Sunday, August 3, 2008

Hospitals Deporting Immigrant Patients?

Yesterday, we blogged abut "criminal aliens," one of the most unpopular immigrant groups in the United States.  Another unpopular groups of immigrants are immigrant public benefit recipients.  California's Proposition 187, an invalidated measure that would have barred undocumented immigrants from attending public elementary and secondarty schools (contrary to Supreme Court precedent), and 1996 welfare reform, which eliminated legal immigrants from eligibility from major federal benefit programs, are two prominent recent examples of the unpopularity of immigrant benefit recipients.

The N.Y. Times has a story today about a poor and injured Guatemalan man who a U.S.  HOSPITAL deported to avoid paying for his care.  I am surprised by little when it comes to immigration law and policy in the United States but this surprised me: It appears that many hospitals are repatriating seriously injured or ill immigrants because nursing homes won’t accept them without insurance.

▸ **TASK TO COMPLETE**
What reason does the blog post on hospitals deporting immigrant patients give for many hospitals repatriating seriously injured or ill immigrants? Rely only on the blog post for the answer.

▸ **INFORMATION**
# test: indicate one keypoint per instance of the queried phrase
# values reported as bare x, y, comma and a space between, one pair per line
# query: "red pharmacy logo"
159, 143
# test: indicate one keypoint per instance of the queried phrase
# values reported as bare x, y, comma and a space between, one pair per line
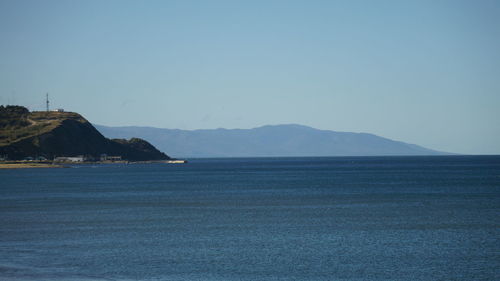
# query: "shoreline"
50, 164
29, 165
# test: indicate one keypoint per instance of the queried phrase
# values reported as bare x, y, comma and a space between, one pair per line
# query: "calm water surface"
345, 218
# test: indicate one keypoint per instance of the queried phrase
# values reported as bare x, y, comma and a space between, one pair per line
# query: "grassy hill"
50, 134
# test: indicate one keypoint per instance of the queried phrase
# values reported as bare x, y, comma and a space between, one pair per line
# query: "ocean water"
344, 218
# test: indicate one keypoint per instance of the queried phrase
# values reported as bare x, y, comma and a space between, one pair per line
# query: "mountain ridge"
51, 134
268, 141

▸ **RESPONSE TO THE TASK**
Nursing homes won't accept them without insurance.